Excerpted passage:
________________________________________

Today, like any other, the age-old battle of the sexes continues unabated among the water striders, writes Dick Ahlstrom
It may be St Valentine's Day but you can forget your chocs and flowers if you are a water strider. Males and females of this insect species are locked in an "arms race" when it comes to love, each evolving new weapons to dominate the other in a battle for sexual supremacy.
New young water striders do keep appearing, which means the species isn't under threat, but not before their parents engage in a violent pre- mating wrestling match. The process certainly has nothing to do with affection and goes by the name "sexually antagonistic co-evolution". It is a sexual duel, with one sex gaining the upper hand for a time before evolutionary pressures bring about new adaptations that allow the other sex to take control several generations later.
This remarkable battleground is described by Dr Göran Arnqvist of the University of Uppsala, Sweden and Dr Locke Rowe of the University of Toronto, Canada this morning in the journal, Nature. They relate how the balance of power continually shifts from one insect to the other in a process that one might assume should lead to an evolutionary standstill.
Evolutionary conflict of interest between the sexes is "ubiquitous" and is "a central process of evolution", the researchers write. Such a powerful force should lead to physical changes in a species that give it advantages in the battle for survival.
The researchers looked at 15 species of the water strider, Gerris lacustris, which undertakes a battle royal before mating. The males force themselves on the females, who in turn "try to dislodge harassing males to avoid superfluous and costly mating".

________________________________________

Explore the material:
- 1) Reproduce the water strider article word for word, everything from "Today, like any" down to "several generations later.".
- 2) Translate this sentence from the water strider article into Spanish: "Such a powerful force should lead to physical changes in a species that give it advantages in the battle for survival."
The entries that come next are separate material, unrelated to the water strider article.

Data for analysis:
________________________________________

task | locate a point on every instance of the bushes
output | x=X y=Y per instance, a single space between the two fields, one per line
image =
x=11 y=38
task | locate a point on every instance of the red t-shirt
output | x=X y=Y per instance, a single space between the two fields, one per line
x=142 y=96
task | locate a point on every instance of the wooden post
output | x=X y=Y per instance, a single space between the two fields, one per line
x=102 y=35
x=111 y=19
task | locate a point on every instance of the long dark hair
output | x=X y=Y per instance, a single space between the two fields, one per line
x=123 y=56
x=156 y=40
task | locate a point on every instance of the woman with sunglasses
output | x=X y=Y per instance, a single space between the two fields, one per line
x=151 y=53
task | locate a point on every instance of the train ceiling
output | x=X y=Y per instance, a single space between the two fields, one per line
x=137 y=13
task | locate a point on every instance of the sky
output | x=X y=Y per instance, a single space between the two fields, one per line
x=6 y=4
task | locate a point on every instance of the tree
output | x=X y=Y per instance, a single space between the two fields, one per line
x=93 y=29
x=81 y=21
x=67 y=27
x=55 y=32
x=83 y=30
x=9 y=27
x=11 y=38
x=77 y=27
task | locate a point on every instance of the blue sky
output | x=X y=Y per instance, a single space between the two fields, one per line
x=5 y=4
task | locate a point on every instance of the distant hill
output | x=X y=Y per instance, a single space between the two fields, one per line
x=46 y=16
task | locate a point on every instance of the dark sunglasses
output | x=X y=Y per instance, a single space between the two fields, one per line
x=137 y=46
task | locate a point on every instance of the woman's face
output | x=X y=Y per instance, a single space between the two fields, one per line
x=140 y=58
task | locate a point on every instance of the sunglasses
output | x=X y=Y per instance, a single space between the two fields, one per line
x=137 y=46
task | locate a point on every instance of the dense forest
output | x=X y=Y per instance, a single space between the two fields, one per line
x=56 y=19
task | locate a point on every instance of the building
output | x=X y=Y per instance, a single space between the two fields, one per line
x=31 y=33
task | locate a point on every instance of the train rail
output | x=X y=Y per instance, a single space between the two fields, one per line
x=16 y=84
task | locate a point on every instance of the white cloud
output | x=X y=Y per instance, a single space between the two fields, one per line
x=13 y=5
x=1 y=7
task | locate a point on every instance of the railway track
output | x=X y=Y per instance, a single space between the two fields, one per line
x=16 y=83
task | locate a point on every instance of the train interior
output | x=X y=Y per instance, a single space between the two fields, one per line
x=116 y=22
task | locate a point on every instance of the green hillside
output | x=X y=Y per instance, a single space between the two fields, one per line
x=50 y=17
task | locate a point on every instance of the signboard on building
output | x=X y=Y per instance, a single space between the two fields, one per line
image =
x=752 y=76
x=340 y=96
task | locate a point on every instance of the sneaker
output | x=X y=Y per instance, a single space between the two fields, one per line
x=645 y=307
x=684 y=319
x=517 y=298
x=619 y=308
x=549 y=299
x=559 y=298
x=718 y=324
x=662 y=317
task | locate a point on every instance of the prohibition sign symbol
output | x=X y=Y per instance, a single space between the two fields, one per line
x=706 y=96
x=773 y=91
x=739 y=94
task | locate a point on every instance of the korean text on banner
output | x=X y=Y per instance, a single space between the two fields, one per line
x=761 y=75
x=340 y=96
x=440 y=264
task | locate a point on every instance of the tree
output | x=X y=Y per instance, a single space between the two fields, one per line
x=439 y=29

________________________________________

Exercise results:
- 1)
Today, like any other, the age-old battle of the sexes continues unabated among the water striders, writes Dick Ahlstrom
It may be St Valentine's Day but you can forget your chocs and flowers if you are a water strider. Males and females of this insect species are locked in an "arms race" when it comes to love, each evolving new weapons to dominate the other in a battle for sexual supremacy.
New young water striders do keep appearing, which means the species isn't under threat, but not before their parents engage in a violent pre- mating wrestling match. The process certainly has nothing to do with affection and goes by the name "sexually antagonistic co-evolution". It is a sexual duel, with one sex gaining the upper hand for a time before evolutionary pressures bring about new adaptations that allow the other sex to take control several generations later.

- 2) Una fuerza tan poderosa debería provocar cambios físicos en una especie que le den ventajas en la lucha por la supervivencia.